Testo proposto:
■ ■ ■ ■ ■

L’allunaggio in salotto – la storia della SSR
L’importanza della SSR per la società si manifesta nelle storie di vita di coloro che con lei sono cresciuti. Questa è una di quelle: la storia di Irma Murri, mia nonna. E quella della SSR.
Le onde radio, abbandonate a se stesse, vengono ricevute solo nel raggio di 80 chilometri. Viaggiano in linea retta dalla loro emittente, ma poiché la Terra è rotonda si allontanano presto dalla superficie e volano verso le stelle. Sono traiettorie invisibili di suono e magia che a volte rimbalzano all’estremità della ionosfera e vengono rispedite a terra da elettroni liberi. E così capita che brandelli di informazioni radio siano captati in miglior qualità in regioni molto più lontane.
Le persone non sono poi così diverse dalle onde radio. La distanza che si può percorrere viaggiando dipende spesso dal punto di partenza e dalle condizioni. Così tocchiamo i nostri limiti, che poi diventano o il nostro freno o la fonte di ispirazione per raggiungere nuove mete. Se ne avessimo la possibilità, non ci libreremmo forse in cielo verso le stelle come le onde radio?

■ ■ ■ ■ ■

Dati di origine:
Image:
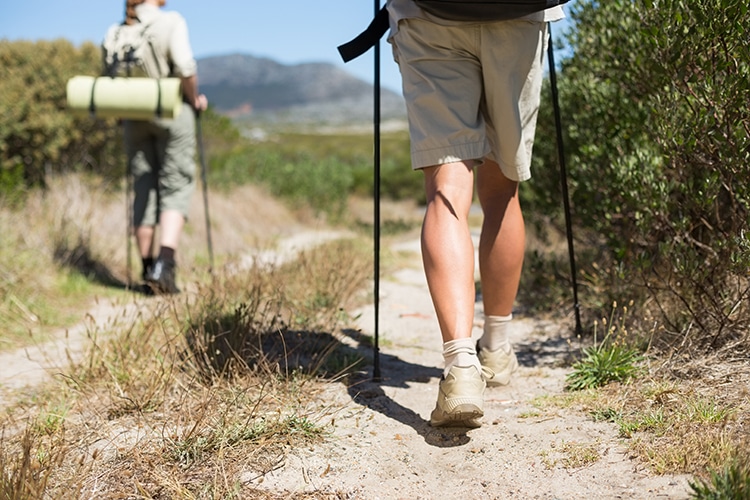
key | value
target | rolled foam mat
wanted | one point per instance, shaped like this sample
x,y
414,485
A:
x,y
131,98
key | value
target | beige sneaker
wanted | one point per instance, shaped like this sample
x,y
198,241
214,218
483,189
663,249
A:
x,y
502,363
460,399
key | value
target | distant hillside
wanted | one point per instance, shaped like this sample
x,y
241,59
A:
x,y
247,87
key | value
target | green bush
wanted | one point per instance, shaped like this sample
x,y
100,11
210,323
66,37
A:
x,y
38,135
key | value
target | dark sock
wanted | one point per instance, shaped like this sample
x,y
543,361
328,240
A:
x,y
166,253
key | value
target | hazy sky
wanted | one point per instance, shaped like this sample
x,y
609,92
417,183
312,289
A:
x,y
288,31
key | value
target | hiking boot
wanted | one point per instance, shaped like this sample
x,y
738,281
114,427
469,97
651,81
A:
x,y
460,399
161,277
503,364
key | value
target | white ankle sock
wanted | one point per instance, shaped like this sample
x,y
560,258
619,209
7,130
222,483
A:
x,y
460,352
495,334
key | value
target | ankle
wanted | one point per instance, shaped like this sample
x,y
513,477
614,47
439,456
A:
x,y
495,334
460,352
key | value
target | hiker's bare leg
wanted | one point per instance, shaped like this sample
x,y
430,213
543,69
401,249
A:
x,y
447,248
502,241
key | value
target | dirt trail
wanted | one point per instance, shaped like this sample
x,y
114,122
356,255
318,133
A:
x,y
382,444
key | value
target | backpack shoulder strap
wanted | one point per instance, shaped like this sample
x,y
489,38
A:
x,y
367,39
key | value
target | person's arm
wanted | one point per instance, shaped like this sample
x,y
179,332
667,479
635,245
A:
x,y
185,66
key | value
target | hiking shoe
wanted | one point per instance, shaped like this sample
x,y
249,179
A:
x,y
503,364
161,277
460,399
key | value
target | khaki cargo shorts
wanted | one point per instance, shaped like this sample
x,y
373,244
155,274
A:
x,y
161,156
472,91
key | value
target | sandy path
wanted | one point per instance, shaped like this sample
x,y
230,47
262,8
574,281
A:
x,y
382,445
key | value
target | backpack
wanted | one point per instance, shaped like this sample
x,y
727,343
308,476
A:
x,y
128,50
454,10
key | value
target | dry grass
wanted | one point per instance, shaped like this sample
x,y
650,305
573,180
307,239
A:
x,y
200,393
204,392
197,398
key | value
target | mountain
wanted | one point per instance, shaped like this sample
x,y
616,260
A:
x,y
245,87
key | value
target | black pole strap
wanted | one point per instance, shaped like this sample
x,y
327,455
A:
x,y
368,38
563,177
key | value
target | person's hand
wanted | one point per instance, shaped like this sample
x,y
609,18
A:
x,y
201,103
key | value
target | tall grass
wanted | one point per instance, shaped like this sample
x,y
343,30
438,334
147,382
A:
x,y
195,391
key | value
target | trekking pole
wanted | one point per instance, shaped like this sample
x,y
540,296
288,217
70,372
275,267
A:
x,y
129,229
201,154
563,178
376,193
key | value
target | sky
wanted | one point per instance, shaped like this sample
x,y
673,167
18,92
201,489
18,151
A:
x,y
287,31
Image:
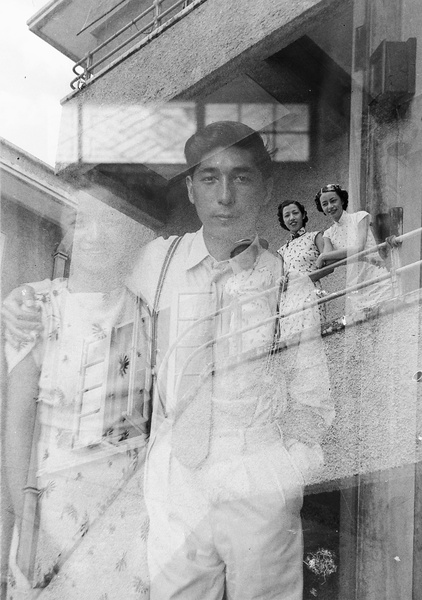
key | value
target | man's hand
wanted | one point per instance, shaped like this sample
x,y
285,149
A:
x,y
320,261
21,316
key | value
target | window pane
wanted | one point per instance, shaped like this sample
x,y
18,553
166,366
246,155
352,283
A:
x,y
291,147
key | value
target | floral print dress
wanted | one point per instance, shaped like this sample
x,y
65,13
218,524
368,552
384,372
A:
x,y
93,522
299,256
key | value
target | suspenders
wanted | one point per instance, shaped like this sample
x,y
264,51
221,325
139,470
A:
x,y
155,312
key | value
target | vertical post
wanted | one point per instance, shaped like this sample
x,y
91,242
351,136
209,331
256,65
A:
x,y
396,228
157,5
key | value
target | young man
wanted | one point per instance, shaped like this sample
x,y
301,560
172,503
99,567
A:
x,y
233,437
231,441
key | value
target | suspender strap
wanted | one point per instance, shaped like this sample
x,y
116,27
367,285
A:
x,y
154,317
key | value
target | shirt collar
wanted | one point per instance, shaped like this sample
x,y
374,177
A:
x,y
199,252
234,262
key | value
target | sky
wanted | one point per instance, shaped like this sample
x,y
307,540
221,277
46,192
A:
x,y
34,77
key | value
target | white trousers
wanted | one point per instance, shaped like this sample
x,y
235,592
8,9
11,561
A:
x,y
230,528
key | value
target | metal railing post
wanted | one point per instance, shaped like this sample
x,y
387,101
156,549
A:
x,y
157,7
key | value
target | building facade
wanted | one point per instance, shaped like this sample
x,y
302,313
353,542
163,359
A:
x,y
335,86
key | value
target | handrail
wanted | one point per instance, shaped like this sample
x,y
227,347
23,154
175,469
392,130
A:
x,y
87,62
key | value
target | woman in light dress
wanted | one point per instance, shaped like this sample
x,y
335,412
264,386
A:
x,y
349,234
81,526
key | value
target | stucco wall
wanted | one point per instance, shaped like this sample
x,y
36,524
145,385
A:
x,y
378,415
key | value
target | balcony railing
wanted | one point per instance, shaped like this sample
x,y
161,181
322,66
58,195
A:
x,y
147,25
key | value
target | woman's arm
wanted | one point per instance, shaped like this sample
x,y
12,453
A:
x,y
320,244
330,255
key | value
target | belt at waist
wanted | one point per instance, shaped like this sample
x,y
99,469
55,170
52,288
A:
x,y
247,438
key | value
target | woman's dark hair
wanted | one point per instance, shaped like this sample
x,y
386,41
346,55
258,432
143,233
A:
x,y
300,207
224,134
333,187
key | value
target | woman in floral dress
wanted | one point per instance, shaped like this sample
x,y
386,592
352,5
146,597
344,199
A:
x,y
299,256
89,540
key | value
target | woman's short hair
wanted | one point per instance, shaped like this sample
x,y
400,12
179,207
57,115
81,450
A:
x,y
333,187
300,207
224,134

■ ■ ■ ■ ■

Esercizi da svolgere:
1/ Secondo il testo sulla storia della SSR, entro quale raggio vengono ricevute le onde radio abbandonate a se stesse?
2/ Trascrivi dal testo sulla storia della SSR il tratto che va da "L’allunaggio in salotto" fino a "molto più lontane.".

Risposte attese:
1/ Solo nel raggio di 80 chilometri.

2/
L’allunaggio in salotto – la storia della SSR
L’importanza della SSR per la società si manifesta nelle storie di vita di coloro che con lei sono cresciuti. Questa è una di quelle: la storia di Irma Murri, mia nonna. E quella della SSR.
Le onde radio, abbandonate a se stesse, vengono ricevute solo nel raggio di 80 chilometri. Viaggiano in linea retta dalla loro emittente, ma poiché la Terra è rotonda si allontanano presto dalla superficie e volano verso le stelle. Sono traiettorie invisibili di suono e magia che a volte rimbalzano all’estremità della ionosfera e vengono rispedite a terra da elettroni liberi. E così capita che brandelli di informazioni radio siano captati in miglior qualità in regioni molto più lontane.